Dataset entries:
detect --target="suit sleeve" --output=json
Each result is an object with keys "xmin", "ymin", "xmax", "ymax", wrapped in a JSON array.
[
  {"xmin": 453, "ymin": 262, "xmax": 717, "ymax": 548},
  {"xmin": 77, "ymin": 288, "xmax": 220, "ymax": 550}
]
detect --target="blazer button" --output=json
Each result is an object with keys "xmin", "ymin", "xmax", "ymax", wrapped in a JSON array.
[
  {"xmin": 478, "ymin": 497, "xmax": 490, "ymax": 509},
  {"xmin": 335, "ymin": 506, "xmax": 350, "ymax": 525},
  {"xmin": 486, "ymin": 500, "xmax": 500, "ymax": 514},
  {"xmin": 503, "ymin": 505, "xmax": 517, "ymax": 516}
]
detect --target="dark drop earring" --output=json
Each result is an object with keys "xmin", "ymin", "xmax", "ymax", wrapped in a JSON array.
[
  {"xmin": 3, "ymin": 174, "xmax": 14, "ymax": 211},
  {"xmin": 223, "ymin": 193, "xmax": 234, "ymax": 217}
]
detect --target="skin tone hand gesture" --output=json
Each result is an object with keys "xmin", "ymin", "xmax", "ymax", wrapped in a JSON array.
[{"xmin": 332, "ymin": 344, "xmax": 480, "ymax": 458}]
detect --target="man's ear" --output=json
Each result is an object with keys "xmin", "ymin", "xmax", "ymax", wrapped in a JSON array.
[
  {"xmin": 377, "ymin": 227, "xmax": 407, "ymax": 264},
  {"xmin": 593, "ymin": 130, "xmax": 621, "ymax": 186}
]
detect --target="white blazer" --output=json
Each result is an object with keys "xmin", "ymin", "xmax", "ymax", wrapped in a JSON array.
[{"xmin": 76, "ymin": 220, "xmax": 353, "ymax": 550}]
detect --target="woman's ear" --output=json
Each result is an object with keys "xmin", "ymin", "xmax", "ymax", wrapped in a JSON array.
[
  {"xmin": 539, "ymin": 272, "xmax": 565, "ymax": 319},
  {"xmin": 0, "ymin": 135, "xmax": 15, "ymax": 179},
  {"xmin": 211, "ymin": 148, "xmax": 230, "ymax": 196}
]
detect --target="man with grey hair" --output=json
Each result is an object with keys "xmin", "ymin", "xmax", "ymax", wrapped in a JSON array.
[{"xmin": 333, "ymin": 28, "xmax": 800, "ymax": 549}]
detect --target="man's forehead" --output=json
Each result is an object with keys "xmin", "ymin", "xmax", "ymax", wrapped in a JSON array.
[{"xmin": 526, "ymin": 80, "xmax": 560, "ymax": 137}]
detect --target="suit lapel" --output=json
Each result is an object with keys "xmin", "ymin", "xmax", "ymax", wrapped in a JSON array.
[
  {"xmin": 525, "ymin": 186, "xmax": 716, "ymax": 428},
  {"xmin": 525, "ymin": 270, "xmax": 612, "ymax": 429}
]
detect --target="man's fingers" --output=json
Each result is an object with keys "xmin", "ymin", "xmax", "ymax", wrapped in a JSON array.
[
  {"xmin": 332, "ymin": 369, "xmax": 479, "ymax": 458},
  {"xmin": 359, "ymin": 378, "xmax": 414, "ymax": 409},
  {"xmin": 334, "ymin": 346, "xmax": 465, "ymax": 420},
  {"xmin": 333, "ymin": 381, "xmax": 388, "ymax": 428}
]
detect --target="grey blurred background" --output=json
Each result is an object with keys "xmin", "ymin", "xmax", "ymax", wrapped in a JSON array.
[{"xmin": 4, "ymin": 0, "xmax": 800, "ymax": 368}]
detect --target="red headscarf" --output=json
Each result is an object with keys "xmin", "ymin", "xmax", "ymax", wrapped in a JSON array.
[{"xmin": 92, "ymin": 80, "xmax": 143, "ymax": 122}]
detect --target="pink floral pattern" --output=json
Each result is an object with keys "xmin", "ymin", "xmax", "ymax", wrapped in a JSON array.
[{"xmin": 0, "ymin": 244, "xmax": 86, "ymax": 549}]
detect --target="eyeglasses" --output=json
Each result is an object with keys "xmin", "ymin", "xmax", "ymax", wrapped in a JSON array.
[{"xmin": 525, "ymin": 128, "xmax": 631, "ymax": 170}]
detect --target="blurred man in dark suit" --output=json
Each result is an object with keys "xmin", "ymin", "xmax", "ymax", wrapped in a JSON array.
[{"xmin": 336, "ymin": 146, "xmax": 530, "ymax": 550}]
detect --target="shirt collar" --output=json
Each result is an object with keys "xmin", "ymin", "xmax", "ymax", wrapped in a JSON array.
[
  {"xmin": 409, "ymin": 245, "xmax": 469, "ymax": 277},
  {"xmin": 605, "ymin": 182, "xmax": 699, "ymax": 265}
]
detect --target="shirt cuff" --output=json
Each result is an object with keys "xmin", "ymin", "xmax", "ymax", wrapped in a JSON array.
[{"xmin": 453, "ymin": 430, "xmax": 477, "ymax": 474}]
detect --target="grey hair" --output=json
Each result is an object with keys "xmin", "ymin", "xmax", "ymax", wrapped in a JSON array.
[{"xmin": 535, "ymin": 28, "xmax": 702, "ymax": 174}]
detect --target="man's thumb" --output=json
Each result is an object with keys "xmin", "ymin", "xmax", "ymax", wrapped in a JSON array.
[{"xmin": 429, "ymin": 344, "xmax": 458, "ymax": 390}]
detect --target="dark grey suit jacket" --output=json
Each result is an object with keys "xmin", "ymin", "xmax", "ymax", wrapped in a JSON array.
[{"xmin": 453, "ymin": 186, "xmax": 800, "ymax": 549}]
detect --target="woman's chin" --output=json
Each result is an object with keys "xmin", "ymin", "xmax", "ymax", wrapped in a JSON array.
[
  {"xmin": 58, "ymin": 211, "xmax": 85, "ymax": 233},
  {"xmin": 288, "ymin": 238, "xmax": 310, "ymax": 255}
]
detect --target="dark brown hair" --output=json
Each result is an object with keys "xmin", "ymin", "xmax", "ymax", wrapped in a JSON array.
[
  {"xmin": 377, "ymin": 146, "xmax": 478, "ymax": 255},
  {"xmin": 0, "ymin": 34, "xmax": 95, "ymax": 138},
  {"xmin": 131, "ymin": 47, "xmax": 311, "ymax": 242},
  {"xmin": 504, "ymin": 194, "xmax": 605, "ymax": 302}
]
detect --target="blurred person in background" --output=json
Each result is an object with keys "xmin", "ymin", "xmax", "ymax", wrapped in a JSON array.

Try it –
Report each line above containing the string "woman".

Solution –
detect --target="woman's ear" --output=json
detect --target="woman's chin" --output=json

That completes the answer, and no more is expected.